Auszug:
::::::::::

Sie sind im Alter von zwei Jahren als Flüchtling nach Deutschland gekommen. Wie kam es dazu?

Meine Eltern sind mit mir und meinen zwei älteren Geschwistern aus Eritrea geflohen. Mein Vater war in der Untergrundorganisation tätig, die gegen die Besatzung durch Äthiopien aktiv war. Er schwebte in Lebensgefahr, saß schon zwei Mal im Gefängnis. Die Flucht nach Deutschland hat ihm das Leben gerettet. Andere aus seiner Organisation haben es nicht geschafft.

In welchem Veedel sind Sie aufgewachsen?

In Chorweiler Nord. Für viele ist das ja Ghetto. Für mich nicht. Es ist ein großes Stück Heimat, meine Kindheit. Früher haben wir da Fußball und „Schnick, Schnack, Schnuck“ gespielt und Wassereis am Kiosk gekauft. Wie ganz normale Kids eben. Wer Chorweiler meidet, der war noch nie da.

War es schwer für Ihre Eltern dort Fuß zu fassen?

Nein, sie haben zum Beispiel sofort einen Sprachkurs besucht. Eigentlich hatten sie gar nicht vor, lange in Deutschland zu bleiben, sie wollten wieder zurück nach Eritrea. Aber ein Jahr später hatte mein Vater schon einen Job in einer Spedition. Danach hat er das Interkulturelle Flüchtlingszentrum in Köln gegründet, das suchte damals seinesgleichen. Er hat sich von Anfang an mit der deutschen Kultur auseinandergesetzt.

Inwiefern?

Er hat sich alles ganz genau angesehen. Was machen die Deutschen am Wochenende? Sie kehren gerne irgendwo ein zu Kaffee und Kuchen. Und dann haben wir das auch gemacht. Damals war mir das so peinlich! In keinem Café, in das wir sonntagnachmittags reingegangen sind, saß eine afrikanische Familie. Und dann, ohne dass ich es überhaupt bemerkt habe, war das auf einmal für mich normal geworden. Dafür danke ich meinem Vater. Anfang dieses Jahres wäre er fast gestorben, aber er hat sich wieder ins Leben gekämpft. Es ist wie ein Wunder. Die Zeit mit meinen Eltern genieße ich seitdem noch bewusster.

Welche Ziele haben Sie für die Zukunft?

Ich lebe gerade meinen Traum. Aber ich kann mir schon vorstellen, demnächst auch mal wieder ein Musik-Projekt zu machen. Vielleicht keine Hymne, aber ich will es nicht ausschließen (lacht).

::::::::::

Aufgaben:
(1) Beantworte kurz diese Fragen zum Interview:
(a) Aus welchem Land ist die Familie geflohen?
(b) In welchem Veedel ist die befragte Person aufgewachsen?
(c) Wo hatte der Vater ein Jahr nach der Ankunft einen Job?
(2) Tippe aus dem Interview buchstabengetreu den Teil ab, der mit den Worten „In Chorweiler Nord.“ anfängt und mit „noch nie da.“ aufhört.

Zeilen aus einem Zeige-Datensatz:
::::::::::

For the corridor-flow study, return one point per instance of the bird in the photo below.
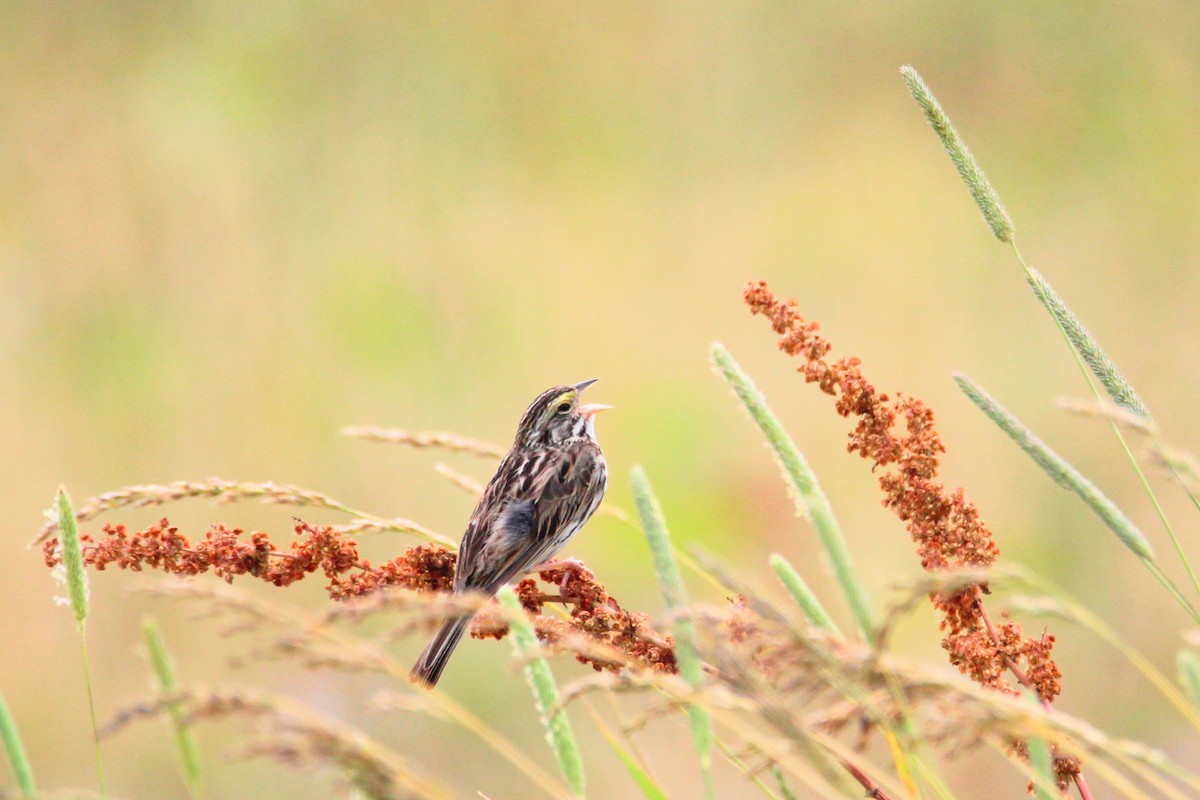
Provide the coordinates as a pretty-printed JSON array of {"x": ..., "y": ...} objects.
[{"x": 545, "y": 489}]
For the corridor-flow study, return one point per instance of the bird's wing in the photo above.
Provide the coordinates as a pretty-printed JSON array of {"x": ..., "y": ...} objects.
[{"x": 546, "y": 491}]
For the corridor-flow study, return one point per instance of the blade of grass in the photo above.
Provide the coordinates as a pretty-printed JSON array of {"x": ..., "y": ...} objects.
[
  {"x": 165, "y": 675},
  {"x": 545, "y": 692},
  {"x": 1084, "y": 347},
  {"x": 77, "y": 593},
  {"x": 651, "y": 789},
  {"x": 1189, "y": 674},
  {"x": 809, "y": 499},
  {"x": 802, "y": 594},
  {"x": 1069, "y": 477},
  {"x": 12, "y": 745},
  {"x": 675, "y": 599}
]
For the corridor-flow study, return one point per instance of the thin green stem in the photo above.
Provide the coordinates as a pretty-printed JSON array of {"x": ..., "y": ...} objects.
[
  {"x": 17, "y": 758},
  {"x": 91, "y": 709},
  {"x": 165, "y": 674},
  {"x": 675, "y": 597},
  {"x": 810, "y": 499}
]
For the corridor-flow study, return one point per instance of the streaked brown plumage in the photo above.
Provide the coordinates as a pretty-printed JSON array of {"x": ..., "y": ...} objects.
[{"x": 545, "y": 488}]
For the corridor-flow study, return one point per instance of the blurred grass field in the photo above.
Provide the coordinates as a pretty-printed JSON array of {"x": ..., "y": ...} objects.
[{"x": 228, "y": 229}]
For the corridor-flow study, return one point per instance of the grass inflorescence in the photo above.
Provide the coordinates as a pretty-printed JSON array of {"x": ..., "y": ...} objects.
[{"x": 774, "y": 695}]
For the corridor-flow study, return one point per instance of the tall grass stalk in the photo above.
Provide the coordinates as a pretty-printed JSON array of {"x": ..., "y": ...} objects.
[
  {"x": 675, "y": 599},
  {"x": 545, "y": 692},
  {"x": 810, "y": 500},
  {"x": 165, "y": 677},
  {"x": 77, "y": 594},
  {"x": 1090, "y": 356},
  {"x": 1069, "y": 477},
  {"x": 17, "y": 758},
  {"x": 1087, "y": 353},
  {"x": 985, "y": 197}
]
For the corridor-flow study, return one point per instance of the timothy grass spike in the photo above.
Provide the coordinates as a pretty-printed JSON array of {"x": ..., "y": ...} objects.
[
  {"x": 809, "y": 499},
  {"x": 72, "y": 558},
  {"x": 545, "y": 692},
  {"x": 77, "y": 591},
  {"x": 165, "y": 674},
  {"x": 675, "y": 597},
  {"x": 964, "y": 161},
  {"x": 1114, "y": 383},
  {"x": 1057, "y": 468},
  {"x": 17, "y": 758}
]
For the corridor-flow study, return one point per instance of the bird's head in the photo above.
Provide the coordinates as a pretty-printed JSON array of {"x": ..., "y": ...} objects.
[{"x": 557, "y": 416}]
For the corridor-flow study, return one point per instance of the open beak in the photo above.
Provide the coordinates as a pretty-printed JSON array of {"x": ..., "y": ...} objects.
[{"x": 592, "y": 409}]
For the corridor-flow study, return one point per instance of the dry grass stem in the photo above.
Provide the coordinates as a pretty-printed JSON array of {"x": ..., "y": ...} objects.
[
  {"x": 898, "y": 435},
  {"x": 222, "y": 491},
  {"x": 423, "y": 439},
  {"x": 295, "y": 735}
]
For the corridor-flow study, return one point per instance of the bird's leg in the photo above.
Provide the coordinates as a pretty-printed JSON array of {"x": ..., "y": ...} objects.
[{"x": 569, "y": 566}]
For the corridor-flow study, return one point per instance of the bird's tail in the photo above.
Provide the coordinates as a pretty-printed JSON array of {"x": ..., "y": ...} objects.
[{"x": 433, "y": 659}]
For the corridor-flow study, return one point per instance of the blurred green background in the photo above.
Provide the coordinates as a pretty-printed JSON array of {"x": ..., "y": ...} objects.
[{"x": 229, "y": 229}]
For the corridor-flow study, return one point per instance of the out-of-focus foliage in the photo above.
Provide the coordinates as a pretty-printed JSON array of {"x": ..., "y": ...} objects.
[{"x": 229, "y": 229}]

::::::::::

Die Lösungen:
(1)
(a) Aus Eritrea.
(b) In Chorweiler Nord.
(c) In einer Spedition.

(2)
In Chorweiler Nord. Für viele ist das ja Ghetto. Für mich nicht. Es ist ein großes Stück Heimat, meine Kindheit. Früher haben wir da Fußball und „Schnick, Schnack, Schnuck“ gespielt und Wassereis am Kiosk gekauft. Wie ganz normale Kids eben. Wer Chorweiler meidet, der war noch nie da.